REQUIRED WORK ▸ Print the data exactly as it is given, please.

━━━━━ GIVEN INFORMATION ━━━━━

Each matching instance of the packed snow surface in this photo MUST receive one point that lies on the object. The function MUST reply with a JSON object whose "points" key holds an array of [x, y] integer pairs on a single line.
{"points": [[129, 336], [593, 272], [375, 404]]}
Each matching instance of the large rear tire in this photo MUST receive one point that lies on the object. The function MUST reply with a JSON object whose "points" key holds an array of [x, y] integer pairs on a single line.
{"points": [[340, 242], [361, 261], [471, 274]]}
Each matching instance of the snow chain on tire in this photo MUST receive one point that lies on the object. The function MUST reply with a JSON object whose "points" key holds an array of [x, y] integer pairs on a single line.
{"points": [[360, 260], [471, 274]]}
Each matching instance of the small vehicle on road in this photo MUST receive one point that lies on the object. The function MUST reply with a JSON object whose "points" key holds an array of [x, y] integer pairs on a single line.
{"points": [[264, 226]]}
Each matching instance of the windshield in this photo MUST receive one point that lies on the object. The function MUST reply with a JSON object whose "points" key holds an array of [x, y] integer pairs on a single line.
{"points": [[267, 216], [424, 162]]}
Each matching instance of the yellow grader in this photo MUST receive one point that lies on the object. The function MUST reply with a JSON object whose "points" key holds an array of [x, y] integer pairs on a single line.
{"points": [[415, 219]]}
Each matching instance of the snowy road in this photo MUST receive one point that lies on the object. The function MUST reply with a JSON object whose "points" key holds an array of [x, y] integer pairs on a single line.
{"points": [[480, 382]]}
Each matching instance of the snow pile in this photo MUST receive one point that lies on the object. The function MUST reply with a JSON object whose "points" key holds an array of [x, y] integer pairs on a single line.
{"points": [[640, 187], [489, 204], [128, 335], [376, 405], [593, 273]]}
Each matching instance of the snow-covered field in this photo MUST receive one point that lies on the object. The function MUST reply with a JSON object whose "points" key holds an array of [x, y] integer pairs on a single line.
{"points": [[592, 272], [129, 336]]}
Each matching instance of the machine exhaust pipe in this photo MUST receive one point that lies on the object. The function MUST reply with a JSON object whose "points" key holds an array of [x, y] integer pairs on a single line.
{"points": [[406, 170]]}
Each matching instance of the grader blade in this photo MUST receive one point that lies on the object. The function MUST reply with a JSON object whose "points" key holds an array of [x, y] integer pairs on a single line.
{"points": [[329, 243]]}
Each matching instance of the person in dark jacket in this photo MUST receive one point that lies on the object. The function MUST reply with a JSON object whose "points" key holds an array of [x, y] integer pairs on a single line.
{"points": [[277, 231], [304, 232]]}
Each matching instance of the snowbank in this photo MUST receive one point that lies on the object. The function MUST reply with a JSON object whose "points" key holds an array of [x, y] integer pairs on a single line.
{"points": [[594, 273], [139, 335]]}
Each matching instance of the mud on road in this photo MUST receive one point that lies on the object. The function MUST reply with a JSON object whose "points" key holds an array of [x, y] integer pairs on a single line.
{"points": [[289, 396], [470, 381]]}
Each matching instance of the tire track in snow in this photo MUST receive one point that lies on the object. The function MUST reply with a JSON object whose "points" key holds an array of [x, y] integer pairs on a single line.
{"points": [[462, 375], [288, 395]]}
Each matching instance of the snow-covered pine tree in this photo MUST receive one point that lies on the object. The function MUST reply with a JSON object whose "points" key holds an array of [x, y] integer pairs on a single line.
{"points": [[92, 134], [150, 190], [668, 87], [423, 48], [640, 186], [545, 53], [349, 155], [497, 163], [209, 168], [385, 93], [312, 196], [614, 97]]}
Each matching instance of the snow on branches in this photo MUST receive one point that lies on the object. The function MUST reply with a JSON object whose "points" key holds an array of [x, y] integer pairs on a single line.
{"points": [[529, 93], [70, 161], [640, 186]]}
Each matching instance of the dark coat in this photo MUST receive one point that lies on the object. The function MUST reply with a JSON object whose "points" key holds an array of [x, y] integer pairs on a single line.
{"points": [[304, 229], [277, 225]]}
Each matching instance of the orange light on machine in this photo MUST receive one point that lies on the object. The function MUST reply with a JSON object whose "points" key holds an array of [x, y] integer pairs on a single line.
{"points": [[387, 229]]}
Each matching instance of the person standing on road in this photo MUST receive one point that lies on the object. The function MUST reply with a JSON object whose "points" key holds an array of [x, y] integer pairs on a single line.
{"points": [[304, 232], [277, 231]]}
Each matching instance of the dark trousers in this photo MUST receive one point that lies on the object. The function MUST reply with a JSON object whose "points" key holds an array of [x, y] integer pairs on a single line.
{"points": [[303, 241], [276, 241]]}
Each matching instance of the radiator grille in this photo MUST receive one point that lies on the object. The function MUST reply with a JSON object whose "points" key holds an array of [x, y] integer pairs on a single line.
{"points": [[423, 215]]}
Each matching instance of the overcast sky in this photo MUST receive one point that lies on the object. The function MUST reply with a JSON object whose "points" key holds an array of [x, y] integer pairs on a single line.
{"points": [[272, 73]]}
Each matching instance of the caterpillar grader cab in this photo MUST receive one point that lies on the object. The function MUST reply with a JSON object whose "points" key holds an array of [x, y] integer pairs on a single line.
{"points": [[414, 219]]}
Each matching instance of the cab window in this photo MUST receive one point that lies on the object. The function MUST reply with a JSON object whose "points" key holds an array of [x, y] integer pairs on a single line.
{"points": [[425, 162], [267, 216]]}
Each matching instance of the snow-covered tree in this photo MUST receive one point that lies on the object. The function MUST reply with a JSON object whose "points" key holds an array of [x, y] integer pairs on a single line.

━━━━━

THE RESPONSE ▸
Each matching instance of the packed snow surface in this photo MUST receive one point that lies on the object. The function MUST reply with a JSON object whose "points" key holds an array of [x, y] integer pairs on a single line.
{"points": [[129, 336], [593, 272], [375, 404]]}
Each matching instance of the large rear tire in this photo MUST receive one point that lies on the object. The function MUST reply with a JSON object whose "points" key holds an array of [x, y] integer pairs on a single line.
{"points": [[340, 242], [361, 261], [471, 274]]}
Each matching instance of the snow chain on tire in this photo MUST receive one point that lies on the object. The function MUST reply with a JSON object whose "points" key holds an array of [x, y] integer pairs on a single line.
{"points": [[360, 260], [471, 274]]}
Each matching instance of the small vehicle on road in this photo MUST receive one point that lies on the object. The function MUST reply with a JSON object whose "points" key holds an array of [x, y] integer pairs on a single line.
{"points": [[264, 226]]}
Each matching instance of the windshield in this photo MUST receive one point that lies on the object. The function MUST reply with a JSON object whose "points" key holds an array of [x, y] integer pairs on a single line.
{"points": [[267, 216], [424, 162]]}
Each matching instance of the yellow grader in this photo MUST receive one point that lies on the object. The function MUST reply with a JSON object whose "points" key holds an array of [x, y] integer pairs on a single line.
{"points": [[415, 219]]}
Each matching instance of the snowy road in this photo MUST receive one point that lies on the object. The function MUST reply with a JSON object whose "points" key holds an array of [x, y] integer pairs on a single line.
{"points": [[480, 382]]}
Each matching instance of the snow pile in this photo MUST receive one point that lies on the object. The function MUST reply with a JSON object whose "points" key holds an array of [x, y] integer pairs on a single line.
{"points": [[640, 187], [489, 204], [128, 335], [376, 405], [593, 273]]}
Each matching instance of the snow-covered field in this photo MUST receive one point that lies on the object. The function MUST reply with a JSON object whose "points" key holds an array of [x, y] integer pairs on a single line.
{"points": [[592, 272], [129, 336]]}
Each matching instance of the machine exhaust pipe in this photo MUST receive one point that lies on the object. The function MUST reply with a JSON object whose "points" key holds an array of [x, y] integer pairs on a single line.
{"points": [[406, 170]]}
Each matching instance of the grader blade in this photo MUST receive one point that lies on the object. The function MUST reply with a JSON object whose "points" key holds an array of [x, y] integer pairs on a single line.
{"points": [[329, 243]]}
Each matching instance of the person in dark jacket in this photo MUST receive one point that lies on the object. The function MUST reply with a JSON object whose "points" key holds an array of [x, y] integer pairs on a single line.
{"points": [[277, 231], [304, 232]]}
Each matching instance of the snowbank in this photo MUST receive one point that lies on the object. The function MUST reply with a JSON object whose "points" key holds an array of [x, y] integer pairs on a single line.
{"points": [[594, 273], [139, 335]]}
Each matching instance of the mud on road in this photo MUST receive one point that lies on the object. The function MUST reply with a JSON object whose "points" key holds an array of [x, y] integer pairs on a single line.
{"points": [[289, 396], [470, 381]]}
Each matching instance of the tire track in snow in this photo MUST receive one point that lies on the object. The function MUST reply with a JSON object whose "points" key holds an array of [x, y] integer pairs on a single line.
{"points": [[462, 375], [288, 395]]}
Each matching instance of the snow-covered pine tree in this photo MUST receive one point that lies on the object. The function MUST reply with a JSON object whose "points" key holds an array of [x, y] integer pairs on a single line.
{"points": [[92, 134], [150, 190], [668, 87], [423, 48], [640, 186], [545, 53], [349, 155], [497, 163], [209, 168], [385, 93], [312, 196], [614, 97]]}
Each matching instance of the snow on branches in this photo MUST receive one point that lies on the object. The function MUST reply with a JSON object whose "points" key holds an array of [x, y] integer pairs on a single line.
{"points": [[529, 93], [70, 161], [640, 186]]}
Each matching instance of the dark coat in this photo MUST receive one point that lies on the object. The function MUST reply with a JSON object whose "points" key holds an array of [x, y] integer pairs on a single line.
{"points": [[304, 229], [277, 225]]}
Each matching instance of the orange light on machine in this photo MUST receive one point that lies on the object. The function MUST reply with a JSON object whose "points" key holds an array of [x, y] integer pairs on a single line.
{"points": [[387, 229]]}
Each matching instance of the person standing on road in this photo MUST receive one point that lies on the object. The function MUST reply with a JSON object whose "points" key holds an array of [x, y] integer pairs on a single line.
{"points": [[304, 232], [277, 231]]}
Each matching instance of the dark trousers in this photo MUST receive one point that lies on the object. The function MUST reply with a JSON object whose "points" key holds an array of [x, y] integer pairs on a single line.
{"points": [[303, 241], [276, 241]]}
Each matching instance of the radiator grille in this photo MUST receive one point that lies on the object. The function MUST reply with a JSON object whose "points" key holds an array of [x, y] integer pairs on a single line.
{"points": [[423, 215]]}
Each matching instance of the overcast sky in this photo MUST receive one point that lies on the object. The function MUST reply with a JSON object whose "points" key holds an array of [x, y] integer pairs on a single line.
{"points": [[272, 73]]}
Each matching instance of the caterpillar grader cab in this photo MUST receive one point that lies on the object. The function MUST reply with a JSON object whose "points" key holds an array of [x, y] integer pairs on a single line.
{"points": [[414, 219]]}
Each matching instance of the cab window in this photo MUST receive one point that lies on the object. The function MUST reply with a JSON object whose "points" key holds an array of [x, y] integer pairs on a single line.
{"points": [[425, 162], [267, 216]]}
Each matching instance of the snow-covered tree in this photo MUST receive one point that lies on the object. The function MUST reply with a JSON object whose "points" key holds an array of [x, y] integer pairs on a single line.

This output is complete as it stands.